[Short task] Do not carry the pictures over; copy every other part of the entries exactly.

[Dataset excerpts]

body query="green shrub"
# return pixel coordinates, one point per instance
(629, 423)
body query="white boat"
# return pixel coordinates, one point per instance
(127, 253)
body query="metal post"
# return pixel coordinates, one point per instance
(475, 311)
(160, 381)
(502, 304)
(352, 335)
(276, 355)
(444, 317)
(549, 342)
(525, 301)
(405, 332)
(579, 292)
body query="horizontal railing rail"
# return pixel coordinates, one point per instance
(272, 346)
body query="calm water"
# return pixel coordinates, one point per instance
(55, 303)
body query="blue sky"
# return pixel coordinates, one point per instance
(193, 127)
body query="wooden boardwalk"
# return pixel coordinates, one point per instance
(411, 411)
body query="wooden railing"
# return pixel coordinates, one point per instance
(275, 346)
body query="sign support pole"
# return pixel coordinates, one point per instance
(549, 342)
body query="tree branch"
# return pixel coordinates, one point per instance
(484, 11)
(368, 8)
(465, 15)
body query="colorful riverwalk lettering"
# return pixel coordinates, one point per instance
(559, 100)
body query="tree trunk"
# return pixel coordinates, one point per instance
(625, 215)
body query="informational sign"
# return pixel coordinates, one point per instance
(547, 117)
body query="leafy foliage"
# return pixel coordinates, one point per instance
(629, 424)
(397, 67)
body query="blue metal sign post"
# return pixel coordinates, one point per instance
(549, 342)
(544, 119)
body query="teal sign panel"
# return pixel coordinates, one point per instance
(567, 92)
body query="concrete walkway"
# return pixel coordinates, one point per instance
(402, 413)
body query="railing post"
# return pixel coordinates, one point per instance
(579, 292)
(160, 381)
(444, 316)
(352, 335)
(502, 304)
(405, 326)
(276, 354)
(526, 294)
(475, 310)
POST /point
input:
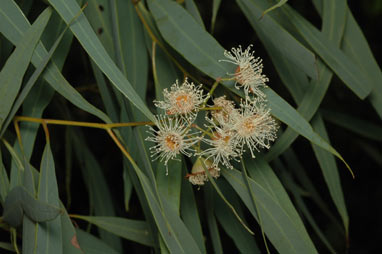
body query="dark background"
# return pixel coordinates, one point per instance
(363, 195)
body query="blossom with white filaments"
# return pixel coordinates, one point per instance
(225, 114)
(198, 175)
(184, 100)
(249, 71)
(254, 126)
(171, 138)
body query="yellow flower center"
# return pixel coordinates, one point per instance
(172, 142)
(248, 126)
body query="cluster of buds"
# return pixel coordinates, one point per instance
(229, 130)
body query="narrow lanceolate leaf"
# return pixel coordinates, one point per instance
(187, 37)
(169, 185)
(215, 8)
(189, 212)
(29, 226)
(70, 243)
(39, 103)
(354, 124)
(49, 236)
(277, 224)
(330, 172)
(13, 25)
(193, 10)
(279, 4)
(263, 174)
(211, 219)
(19, 202)
(11, 75)
(81, 28)
(182, 32)
(342, 65)
(203, 51)
(7, 246)
(99, 192)
(133, 230)
(93, 245)
(4, 181)
(272, 32)
(300, 204)
(244, 241)
(173, 231)
(284, 112)
(333, 27)
(356, 47)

[Problem solution]
body query="green shrub"
# return pixel coordinates, one point per instance
(629, 423)
body query="white boat"
# return pixel coordinates, one point per instance
(127, 253)
body query="metal post"
# return pixel coordinates, one point per instance
(475, 311)
(160, 381)
(502, 304)
(352, 335)
(276, 355)
(444, 317)
(549, 342)
(525, 301)
(405, 332)
(579, 292)
body query="horizontal railing rail"
# return pixel coordinates, one point per instance
(272, 346)
body query="calm water"
# return pixel coordinates, one point per instance
(55, 303)
body query="blue sky"
# return pixel coordinates, one point per instance
(193, 127)
body query="wooden boardwalk"
# return pixel coordinates, one point per instance
(411, 411)
body query="wooden railing"
# return pixel coordinates, one point per instance
(275, 346)
body query="sign support pole"
# return pixel coordinates, one point per instance
(549, 342)
body query="tree branch"
# return pixel coordinates, one point per instance
(484, 11)
(368, 8)
(465, 15)
body query="colorful riverwalk lettering"
# return pixel coordinates, one point per instance
(559, 100)
body query="tree trunk"
# return pixel coordinates, one point per instance
(625, 215)
body query="informational sign"
# return pixel coordinates, one point per instance
(547, 117)
body query="leafy foliage"
# return pixel coordinates, one point per instance
(629, 424)
(397, 67)
body query="blue metal sign post"
# return pixel coordinates, one point per instance
(549, 342)
(544, 119)
body query="teal sign panel"
# return pixel coordinates, one point per instance
(567, 92)
body query="concrete walkway"
# return pixel coordinates, one point per instance
(402, 413)
body query="railing post"
# return pixel coordinates, one point per instance
(579, 292)
(160, 381)
(444, 316)
(352, 335)
(502, 304)
(405, 326)
(276, 354)
(526, 294)
(475, 310)
POST /point
input:
body query="dark background"
# return pixel coordinates, one point per instance
(363, 195)
body query="blossom with white filaments"
# return pixel coordinates, one point per instance
(225, 114)
(198, 175)
(184, 100)
(249, 71)
(254, 126)
(171, 138)
body query="yellow flower center"
# return pixel coordinates, one point per instance
(172, 142)
(248, 126)
body query="cluster of buds"
# return pixel coordinates, one point per instance
(229, 130)
body query="narrow lanceolate leaf"
# return pixel coordinates, one point per instance
(187, 37)
(169, 185)
(215, 8)
(189, 212)
(29, 226)
(70, 243)
(39, 103)
(354, 124)
(49, 236)
(277, 224)
(330, 172)
(13, 25)
(193, 10)
(279, 4)
(263, 174)
(211, 219)
(19, 202)
(11, 75)
(81, 28)
(182, 32)
(342, 65)
(203, 51)
(7, 246)
(99, 192)
(133, 230)
(93, 245)
(4, 181)
(272, 32)
(300, 204)
(244, 241)
(173, 231)
(284, 112)
(333, 27)
(356, 47)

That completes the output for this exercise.